* [TASK DETAILS]
Reproduce nothing but the closing run of lines: the line with "Where can the concrete wall" and each line that follows it to the end of the data.
** start of RECORD LIST **
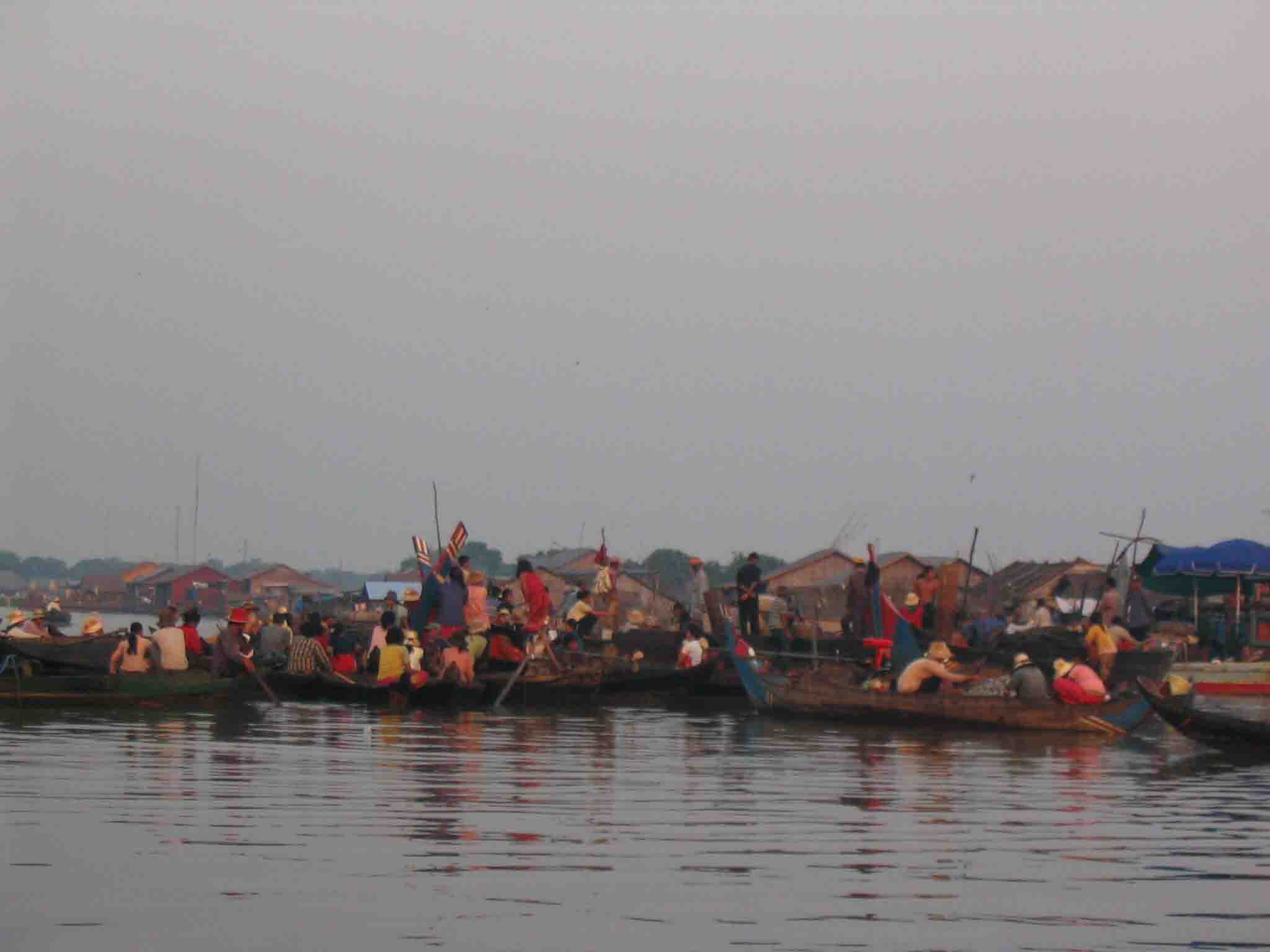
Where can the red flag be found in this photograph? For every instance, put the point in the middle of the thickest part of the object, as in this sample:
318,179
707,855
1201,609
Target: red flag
458,540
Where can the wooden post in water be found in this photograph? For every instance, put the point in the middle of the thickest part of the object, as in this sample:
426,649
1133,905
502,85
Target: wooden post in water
969,571
436,516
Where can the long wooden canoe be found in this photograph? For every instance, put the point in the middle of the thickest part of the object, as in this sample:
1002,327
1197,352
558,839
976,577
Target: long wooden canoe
366,691
1208,728
161,689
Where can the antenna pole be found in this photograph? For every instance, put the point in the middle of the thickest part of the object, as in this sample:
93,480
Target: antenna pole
198,465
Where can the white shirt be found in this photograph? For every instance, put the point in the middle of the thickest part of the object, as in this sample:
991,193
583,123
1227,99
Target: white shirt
172,649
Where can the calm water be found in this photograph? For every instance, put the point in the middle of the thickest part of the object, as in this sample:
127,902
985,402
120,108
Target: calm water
332,828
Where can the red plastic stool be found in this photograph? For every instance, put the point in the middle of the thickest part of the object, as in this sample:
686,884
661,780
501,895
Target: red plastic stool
881,649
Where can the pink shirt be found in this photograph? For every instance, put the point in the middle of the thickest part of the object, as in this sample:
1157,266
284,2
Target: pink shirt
1086,679
475,611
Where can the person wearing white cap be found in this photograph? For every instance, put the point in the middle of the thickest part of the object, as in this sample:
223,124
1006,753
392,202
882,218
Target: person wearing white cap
923,676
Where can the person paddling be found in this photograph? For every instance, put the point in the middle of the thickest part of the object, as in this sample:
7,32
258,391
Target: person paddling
231,651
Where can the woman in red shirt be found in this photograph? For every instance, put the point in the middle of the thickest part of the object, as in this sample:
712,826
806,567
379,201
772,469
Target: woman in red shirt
538,602
195,644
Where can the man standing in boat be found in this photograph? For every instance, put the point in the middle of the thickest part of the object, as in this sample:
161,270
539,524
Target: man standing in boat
699,587
750,579
923,676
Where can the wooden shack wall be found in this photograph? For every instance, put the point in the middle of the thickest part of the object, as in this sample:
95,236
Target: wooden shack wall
818,573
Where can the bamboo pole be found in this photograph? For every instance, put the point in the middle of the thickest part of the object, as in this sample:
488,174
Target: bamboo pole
969,571
436,516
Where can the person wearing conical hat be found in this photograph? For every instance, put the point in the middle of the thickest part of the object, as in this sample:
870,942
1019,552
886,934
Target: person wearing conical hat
231,651
1077,683
36,626
1028,683
912,610
20,626
698,588
923,676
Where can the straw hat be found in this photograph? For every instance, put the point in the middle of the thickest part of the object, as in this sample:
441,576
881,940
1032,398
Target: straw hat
1176,684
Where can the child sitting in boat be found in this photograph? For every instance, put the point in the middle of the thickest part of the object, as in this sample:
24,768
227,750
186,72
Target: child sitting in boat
131,655
925,674
1077,683
395,662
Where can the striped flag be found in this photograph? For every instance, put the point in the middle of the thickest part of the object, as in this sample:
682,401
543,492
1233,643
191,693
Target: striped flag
420,551
458,540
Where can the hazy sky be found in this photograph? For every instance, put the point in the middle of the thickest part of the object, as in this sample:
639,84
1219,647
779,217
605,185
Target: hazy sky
717,276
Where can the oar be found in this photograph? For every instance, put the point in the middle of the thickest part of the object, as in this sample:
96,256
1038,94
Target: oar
507,689
255,674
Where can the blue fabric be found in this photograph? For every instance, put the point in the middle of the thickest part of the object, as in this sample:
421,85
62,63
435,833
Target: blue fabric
1235,557
905,649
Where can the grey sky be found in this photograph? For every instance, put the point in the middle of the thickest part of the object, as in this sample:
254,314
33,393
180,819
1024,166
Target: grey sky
717,276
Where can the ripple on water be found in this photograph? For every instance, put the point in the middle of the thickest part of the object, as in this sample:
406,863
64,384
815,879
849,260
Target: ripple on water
339,828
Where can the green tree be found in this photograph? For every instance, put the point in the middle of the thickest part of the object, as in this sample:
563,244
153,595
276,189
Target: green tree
38,568
488,559
722,575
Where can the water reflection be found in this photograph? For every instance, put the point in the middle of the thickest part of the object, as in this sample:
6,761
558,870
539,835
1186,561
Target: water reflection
339,828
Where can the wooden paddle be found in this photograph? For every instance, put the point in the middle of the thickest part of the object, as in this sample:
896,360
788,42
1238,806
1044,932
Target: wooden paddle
507,689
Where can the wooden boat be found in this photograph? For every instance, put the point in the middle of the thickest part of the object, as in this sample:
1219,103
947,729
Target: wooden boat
63,654
366,691
164,689
1230,678
1208,728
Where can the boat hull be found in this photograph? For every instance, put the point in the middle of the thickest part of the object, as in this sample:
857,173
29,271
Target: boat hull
158,690
1231,679
1209,728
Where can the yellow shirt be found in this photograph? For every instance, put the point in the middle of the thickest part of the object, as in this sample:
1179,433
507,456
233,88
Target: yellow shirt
394,660
1098,639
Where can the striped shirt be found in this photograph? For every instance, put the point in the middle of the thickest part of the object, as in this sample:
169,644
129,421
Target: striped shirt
306,656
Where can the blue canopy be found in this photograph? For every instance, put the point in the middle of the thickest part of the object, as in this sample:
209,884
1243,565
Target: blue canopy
1207,570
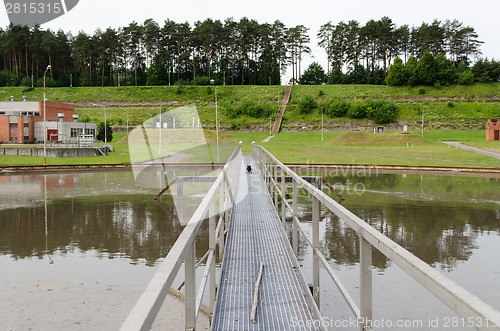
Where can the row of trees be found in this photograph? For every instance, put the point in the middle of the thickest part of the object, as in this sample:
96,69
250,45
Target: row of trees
377,43
233,52
243,52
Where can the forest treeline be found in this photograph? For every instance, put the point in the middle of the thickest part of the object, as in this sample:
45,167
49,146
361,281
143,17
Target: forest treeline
242,52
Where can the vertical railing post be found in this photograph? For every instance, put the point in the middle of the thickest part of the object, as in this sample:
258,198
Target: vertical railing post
220,218
295,229
271,176
190,286
315,242
365,268
212,236
227,190
283,198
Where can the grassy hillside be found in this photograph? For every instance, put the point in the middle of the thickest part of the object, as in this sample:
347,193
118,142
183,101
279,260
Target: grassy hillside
476,102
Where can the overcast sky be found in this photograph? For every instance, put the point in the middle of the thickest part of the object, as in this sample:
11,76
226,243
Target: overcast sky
88,15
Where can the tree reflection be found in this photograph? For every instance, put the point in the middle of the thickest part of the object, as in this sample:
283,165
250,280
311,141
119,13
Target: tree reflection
130,226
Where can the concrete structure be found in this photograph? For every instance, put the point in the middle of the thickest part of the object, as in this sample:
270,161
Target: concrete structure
493,129
22,122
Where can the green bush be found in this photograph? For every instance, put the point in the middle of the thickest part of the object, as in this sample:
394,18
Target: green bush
466,78
307,104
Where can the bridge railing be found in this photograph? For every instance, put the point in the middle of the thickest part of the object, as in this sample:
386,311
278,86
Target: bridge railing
216,205
475,312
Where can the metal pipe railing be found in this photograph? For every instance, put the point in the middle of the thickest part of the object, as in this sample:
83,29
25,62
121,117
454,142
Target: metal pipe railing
146,309
476,312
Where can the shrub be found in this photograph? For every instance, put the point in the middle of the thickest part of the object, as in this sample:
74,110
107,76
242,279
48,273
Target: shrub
466,78
307,104
357,110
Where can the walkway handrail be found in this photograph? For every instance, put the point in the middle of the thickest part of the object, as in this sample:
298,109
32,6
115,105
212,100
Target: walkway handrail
146,309
476,312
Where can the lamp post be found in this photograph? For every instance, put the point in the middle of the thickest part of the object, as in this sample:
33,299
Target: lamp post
216,120
45,119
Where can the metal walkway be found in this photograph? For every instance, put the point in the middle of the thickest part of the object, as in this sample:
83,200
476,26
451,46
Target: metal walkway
256,235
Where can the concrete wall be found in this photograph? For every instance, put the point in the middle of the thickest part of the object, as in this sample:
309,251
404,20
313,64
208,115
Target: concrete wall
51,152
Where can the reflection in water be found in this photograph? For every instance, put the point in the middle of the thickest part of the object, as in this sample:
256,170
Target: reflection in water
438,218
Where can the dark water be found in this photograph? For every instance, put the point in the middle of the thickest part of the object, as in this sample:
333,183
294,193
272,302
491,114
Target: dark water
104,226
** end of RECORD LIST **
* [OUTPUT]
Where can the concrete wall be found in this photograph? For every instance, put the point in the middle of the thickest part of the object, as in this sample:
309,251
404,20
313,64
208,115
Target: concrete wall
51,152
Where can the reflection in water be found in this photograph? For every instance, put the point in the middle of the thickest part of the object, as in this sample:
256,170
Target: reflection in water
438,218
Where can the dark water be found in this photograph? For every instance, put the point in the middle of the thickest part of the object, as in this sample:
333,183
294,193
272,302
491,114
Target: dark water
104,226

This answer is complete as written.